[SUPPLIED INFORMATION]:
:::::

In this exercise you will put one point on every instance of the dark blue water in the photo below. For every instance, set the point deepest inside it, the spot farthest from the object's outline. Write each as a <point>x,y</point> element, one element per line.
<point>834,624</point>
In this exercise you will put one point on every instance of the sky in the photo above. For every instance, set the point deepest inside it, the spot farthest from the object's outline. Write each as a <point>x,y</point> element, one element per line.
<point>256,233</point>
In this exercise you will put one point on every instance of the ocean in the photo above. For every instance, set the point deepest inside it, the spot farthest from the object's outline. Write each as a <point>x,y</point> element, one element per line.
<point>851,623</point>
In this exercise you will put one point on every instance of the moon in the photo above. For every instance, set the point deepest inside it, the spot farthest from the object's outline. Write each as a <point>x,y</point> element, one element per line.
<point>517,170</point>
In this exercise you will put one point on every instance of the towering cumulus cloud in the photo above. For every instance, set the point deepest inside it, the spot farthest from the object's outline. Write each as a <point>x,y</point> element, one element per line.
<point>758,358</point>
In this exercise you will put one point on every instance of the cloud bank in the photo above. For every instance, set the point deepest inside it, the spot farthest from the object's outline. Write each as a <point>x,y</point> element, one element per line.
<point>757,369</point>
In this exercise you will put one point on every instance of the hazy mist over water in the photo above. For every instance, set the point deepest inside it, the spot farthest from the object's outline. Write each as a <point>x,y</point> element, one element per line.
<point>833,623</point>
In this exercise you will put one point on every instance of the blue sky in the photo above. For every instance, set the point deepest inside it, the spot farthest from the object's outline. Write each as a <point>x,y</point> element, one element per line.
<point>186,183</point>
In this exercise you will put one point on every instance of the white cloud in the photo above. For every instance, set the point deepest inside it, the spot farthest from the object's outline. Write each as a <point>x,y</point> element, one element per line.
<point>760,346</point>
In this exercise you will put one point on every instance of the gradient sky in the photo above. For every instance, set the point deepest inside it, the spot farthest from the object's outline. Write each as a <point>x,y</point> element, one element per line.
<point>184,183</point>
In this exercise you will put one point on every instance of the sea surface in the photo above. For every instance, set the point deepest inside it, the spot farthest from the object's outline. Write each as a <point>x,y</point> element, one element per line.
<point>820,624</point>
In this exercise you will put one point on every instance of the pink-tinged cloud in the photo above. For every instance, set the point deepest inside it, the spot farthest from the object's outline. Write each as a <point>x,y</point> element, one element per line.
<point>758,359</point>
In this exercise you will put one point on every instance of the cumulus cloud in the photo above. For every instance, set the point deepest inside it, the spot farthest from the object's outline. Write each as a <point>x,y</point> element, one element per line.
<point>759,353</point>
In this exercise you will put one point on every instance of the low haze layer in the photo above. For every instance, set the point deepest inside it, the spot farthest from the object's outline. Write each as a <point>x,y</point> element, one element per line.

:::::

[PROMPT]: Reproduce the items word for word, starting at the line containing "of the cumulus" and ending with the final line of the items, including both.

[COMPLETED EXERCISE]:
In this exercise you will put one point on every instance of the cumulus cloud in the photo above. For every instance, set the point deepest inside it, the spot farthest from the object's outline. Write each as a <point>x,y</point> element, one element per line.
<point>759,353</point>
In this exercise you will put one point on every instance of the low haze layer in the photo above. For every instance, set the point deepest inside it, the spot farthest from the object's outline. Write each as a <point>x,y</point> element, one element per line.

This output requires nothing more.